* OBJECTIVE
In all the material below, substitute "image" for every "photo" and leave everything else unchanged. Leave the pictures out of your answer.

* INPUT DATA
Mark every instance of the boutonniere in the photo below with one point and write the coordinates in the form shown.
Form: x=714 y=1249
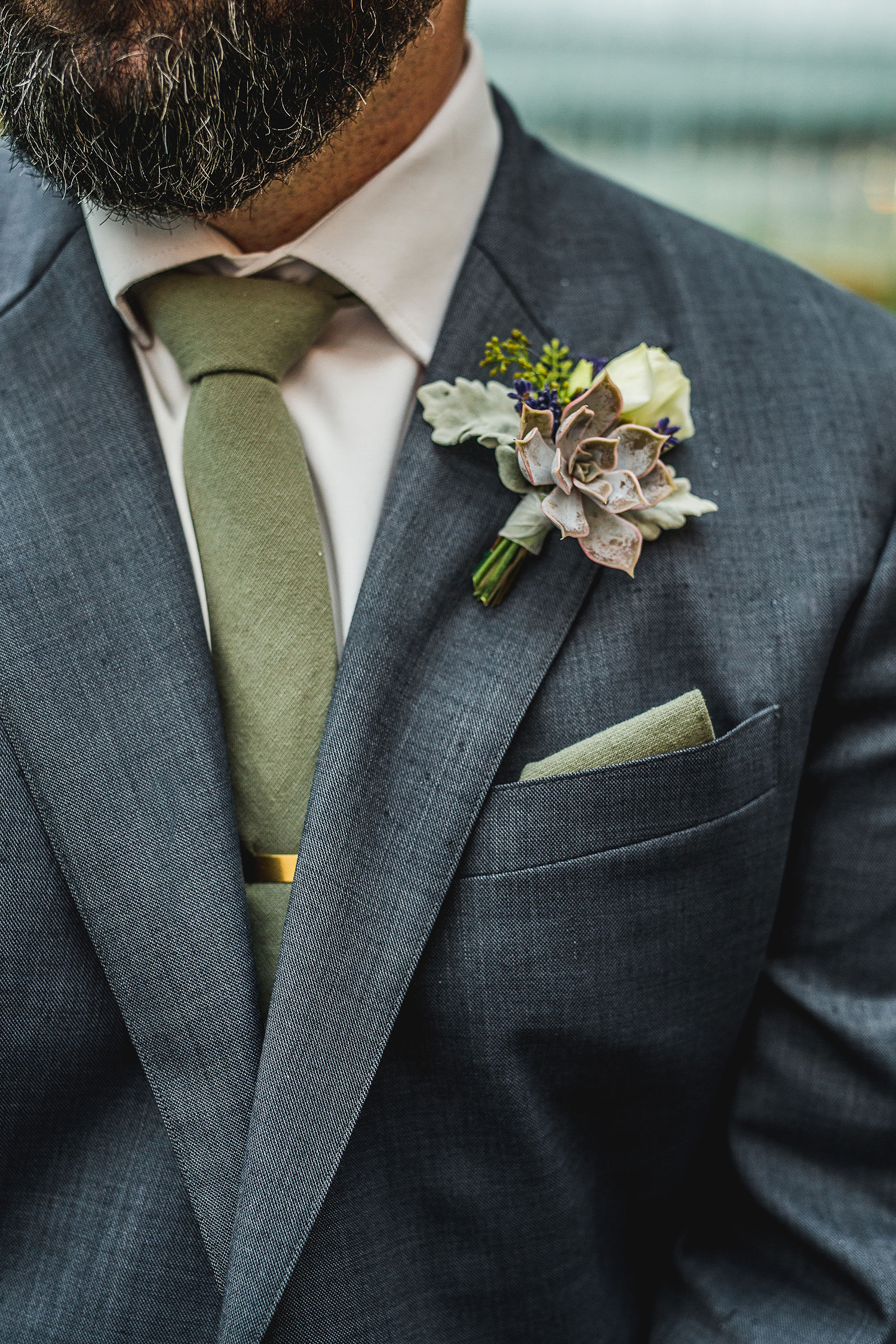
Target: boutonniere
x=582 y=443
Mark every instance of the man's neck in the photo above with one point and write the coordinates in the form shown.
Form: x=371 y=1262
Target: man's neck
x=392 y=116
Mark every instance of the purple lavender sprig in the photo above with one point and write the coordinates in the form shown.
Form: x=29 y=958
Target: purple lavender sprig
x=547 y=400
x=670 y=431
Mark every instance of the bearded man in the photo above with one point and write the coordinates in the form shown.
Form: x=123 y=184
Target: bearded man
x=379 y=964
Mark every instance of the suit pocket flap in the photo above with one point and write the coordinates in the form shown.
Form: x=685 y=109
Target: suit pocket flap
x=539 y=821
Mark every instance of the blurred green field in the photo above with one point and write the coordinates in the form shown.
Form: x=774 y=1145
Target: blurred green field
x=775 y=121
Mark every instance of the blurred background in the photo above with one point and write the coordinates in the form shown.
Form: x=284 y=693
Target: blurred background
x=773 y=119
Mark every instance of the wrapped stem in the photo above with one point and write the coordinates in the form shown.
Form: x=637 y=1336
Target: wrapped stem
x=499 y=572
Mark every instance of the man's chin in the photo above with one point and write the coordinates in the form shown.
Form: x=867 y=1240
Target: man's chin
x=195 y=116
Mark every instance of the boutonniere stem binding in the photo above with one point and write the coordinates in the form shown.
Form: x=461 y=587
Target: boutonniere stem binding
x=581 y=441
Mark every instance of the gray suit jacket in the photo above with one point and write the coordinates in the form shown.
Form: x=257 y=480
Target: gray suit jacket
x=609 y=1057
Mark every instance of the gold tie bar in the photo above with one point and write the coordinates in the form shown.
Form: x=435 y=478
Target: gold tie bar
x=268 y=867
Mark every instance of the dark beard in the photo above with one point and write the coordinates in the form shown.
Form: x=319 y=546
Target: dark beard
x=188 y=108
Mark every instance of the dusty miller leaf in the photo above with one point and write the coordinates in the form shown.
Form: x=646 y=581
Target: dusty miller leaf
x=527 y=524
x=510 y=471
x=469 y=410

* PROBLEM SOLUTION
Mark every instance of the boutonniere in the image below with one point and write the coordinates in the form shown.
Form: x=714 y=1249
Target: boutonniere
x=582 y=443
Mark every instance of the man's neck in the image above with one point and write the coordinates in the form shown.
Form: x=371 y=1262
Target: man's neck
x=392 y=116
Mark every instance of the purple lavender sprig in the image above with one point and write the coordinates in the form shown.
Form: x=29 y=958
Target: purple lavender sprig
x=547 y=400
x=670 y=431
Mark every instance of the bearded man in the image above with one point and write the coordinates in the form shown.
Form: x=123 y=184
Target: bearded man
x=379 y=964
Mark every instance of the suit pocket flap in the image above with one point and write the coordinates in the form shown.
Form: x=685 y=109
Target: suit pocket flap
x=539 y=821
Mark every instance of the blurred green field in the image above with one point and write the coordinates in the form shown.
Form: x=774 y=1145
Target: blurred green field
x=775 y=121
Mark every instance of the blurred background in the image above with one point and write the coordinates in the form shown.
Form: x=284 y=693
Target: blurred background
x=773 y=119
Mark every instance of the wrapped stem in the image above with one point and write the coordinates in the form shown.
Form: x=637 y=1336
Target: wrapped stem
x=499 y=572
Mark every instance of the man's chin in the image above with one point and write the coordinates in the form shown.
Form: x=867 y=1240
Target: man's chin
x=195 y=116
Mark every instance of the boutonniere stem binding in the image above with one point and write the coordinates in the form shown.
Form: x=461 y=587
Target: boutonniere stem binding
x=581 y=441
Mark every instance of the gray suit jacket in the image above with one point and write the coordinates in the form shown.
Form: x=257 y=480
Target: gray suit jacket
x=609 y=1057
Mark every instance of the gold tie bar in the image above with one point and write the coordinates in the form shown.
Form: x=435 y=478
Target: gold tie bar
x=268 y=867
Mark every instance of the dark beard in the image above with one point and write the coordinates in the form shown.
Form: x=319 y=546
Target: dark beard
x=188 y=108
Mark every instance of the dusty miller leaf in the image above with one point and write the coordinates in the form shown.
Form: x=646 y=581
Target: dusty miller leaf
x=527 y=524
x=510 y=471
x=469 y=410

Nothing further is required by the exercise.